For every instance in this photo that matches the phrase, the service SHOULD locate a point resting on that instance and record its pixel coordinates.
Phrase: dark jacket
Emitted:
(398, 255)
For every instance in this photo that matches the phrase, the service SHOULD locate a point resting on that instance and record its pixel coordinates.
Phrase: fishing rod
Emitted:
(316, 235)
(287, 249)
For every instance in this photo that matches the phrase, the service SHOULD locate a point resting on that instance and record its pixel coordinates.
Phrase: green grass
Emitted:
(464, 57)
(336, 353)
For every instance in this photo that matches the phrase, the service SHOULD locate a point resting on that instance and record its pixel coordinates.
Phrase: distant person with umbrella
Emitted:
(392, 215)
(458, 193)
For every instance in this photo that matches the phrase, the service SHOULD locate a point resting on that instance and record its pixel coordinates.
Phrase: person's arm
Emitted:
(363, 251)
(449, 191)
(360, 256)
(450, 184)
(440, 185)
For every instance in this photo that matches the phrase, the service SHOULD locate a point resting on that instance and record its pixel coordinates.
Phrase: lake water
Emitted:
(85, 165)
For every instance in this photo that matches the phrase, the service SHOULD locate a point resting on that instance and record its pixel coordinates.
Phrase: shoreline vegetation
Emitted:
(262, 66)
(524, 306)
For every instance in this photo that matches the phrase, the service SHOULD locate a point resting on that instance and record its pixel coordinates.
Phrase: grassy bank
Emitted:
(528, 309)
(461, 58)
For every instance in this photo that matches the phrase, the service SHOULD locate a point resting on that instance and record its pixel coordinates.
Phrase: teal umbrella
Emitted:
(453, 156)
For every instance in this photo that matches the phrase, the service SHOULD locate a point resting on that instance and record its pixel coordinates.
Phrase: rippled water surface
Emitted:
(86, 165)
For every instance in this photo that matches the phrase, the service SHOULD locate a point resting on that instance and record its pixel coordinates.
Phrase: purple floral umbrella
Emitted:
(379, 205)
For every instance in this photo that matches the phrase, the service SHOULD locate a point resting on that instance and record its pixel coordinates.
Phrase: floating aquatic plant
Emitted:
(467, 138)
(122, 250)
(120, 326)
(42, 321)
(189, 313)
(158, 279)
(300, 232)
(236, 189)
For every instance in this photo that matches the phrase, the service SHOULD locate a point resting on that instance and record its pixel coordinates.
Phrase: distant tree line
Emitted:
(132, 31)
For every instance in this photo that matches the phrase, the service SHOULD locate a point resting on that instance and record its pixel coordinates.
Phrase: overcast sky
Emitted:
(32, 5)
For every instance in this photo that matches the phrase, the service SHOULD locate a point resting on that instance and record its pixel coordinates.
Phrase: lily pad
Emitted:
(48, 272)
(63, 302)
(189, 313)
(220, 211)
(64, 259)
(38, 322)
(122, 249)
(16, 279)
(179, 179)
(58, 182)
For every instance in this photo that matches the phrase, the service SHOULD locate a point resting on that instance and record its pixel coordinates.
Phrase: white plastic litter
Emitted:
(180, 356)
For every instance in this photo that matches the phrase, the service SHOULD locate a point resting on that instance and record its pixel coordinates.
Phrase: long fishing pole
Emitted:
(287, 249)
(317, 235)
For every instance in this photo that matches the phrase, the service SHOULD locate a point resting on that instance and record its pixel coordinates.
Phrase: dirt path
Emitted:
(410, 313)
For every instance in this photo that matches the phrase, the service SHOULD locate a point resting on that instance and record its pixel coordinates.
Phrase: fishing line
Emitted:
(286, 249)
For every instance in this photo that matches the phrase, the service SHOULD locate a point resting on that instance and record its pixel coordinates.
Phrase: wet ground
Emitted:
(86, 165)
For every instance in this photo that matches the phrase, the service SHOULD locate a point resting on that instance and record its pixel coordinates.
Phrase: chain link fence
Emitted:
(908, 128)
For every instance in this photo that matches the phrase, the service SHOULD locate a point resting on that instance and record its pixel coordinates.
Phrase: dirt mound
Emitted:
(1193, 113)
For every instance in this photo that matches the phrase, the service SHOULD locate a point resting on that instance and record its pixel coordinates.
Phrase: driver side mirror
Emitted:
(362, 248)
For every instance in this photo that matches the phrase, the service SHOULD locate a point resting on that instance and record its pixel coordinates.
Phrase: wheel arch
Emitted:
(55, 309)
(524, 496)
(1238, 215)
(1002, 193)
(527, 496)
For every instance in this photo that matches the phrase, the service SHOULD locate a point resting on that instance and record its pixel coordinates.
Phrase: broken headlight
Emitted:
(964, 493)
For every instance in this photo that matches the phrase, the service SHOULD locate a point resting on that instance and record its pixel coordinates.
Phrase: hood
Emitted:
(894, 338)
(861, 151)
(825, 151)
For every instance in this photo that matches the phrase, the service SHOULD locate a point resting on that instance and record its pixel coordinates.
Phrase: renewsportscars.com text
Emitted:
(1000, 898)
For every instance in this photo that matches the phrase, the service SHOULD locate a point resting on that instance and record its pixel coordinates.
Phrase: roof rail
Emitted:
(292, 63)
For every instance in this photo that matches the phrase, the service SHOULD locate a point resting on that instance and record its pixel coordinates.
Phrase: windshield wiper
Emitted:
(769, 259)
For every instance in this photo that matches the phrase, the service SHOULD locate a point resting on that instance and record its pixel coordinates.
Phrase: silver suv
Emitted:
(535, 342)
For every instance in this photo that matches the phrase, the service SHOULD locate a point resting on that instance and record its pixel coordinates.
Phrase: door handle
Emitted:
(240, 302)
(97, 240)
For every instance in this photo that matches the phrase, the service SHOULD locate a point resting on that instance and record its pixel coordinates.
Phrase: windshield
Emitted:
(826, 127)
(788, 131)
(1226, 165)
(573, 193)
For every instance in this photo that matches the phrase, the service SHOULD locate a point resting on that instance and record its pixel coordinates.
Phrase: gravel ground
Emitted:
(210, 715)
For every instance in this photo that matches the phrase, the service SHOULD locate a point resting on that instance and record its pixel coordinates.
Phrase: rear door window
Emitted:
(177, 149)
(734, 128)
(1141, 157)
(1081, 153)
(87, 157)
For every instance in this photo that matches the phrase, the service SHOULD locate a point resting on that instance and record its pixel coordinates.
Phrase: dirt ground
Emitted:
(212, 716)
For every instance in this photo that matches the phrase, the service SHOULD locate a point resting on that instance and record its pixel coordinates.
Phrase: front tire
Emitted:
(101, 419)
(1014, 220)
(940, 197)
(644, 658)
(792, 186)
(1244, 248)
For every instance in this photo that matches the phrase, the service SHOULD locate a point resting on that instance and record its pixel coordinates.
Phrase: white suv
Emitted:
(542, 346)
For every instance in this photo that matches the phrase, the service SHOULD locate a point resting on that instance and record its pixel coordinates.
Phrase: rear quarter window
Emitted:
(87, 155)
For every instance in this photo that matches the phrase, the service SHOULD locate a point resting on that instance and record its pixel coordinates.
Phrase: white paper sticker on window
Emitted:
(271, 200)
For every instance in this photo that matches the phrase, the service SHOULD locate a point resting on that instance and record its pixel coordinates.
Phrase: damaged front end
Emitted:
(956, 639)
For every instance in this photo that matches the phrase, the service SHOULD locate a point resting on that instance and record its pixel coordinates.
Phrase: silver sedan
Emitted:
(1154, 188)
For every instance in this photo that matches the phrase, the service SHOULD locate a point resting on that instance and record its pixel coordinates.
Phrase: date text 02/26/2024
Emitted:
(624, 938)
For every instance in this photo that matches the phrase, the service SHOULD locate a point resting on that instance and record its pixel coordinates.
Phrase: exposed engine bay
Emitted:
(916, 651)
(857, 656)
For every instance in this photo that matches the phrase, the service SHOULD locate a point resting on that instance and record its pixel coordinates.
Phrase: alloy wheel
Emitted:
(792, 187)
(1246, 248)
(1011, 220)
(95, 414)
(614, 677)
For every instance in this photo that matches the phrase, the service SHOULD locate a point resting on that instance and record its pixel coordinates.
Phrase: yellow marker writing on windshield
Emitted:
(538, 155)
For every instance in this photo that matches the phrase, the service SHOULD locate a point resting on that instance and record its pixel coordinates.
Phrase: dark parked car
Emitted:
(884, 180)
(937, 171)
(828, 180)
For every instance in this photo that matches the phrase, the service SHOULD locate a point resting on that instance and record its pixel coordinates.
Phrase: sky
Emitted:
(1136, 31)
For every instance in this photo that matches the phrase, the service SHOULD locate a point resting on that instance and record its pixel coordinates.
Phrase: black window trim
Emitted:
# # # #
◆ **What is required**
Count the lines in the items above that contain the string "umbrella", matching case exactly, and reply with that number alone.

◆ **The reply**
3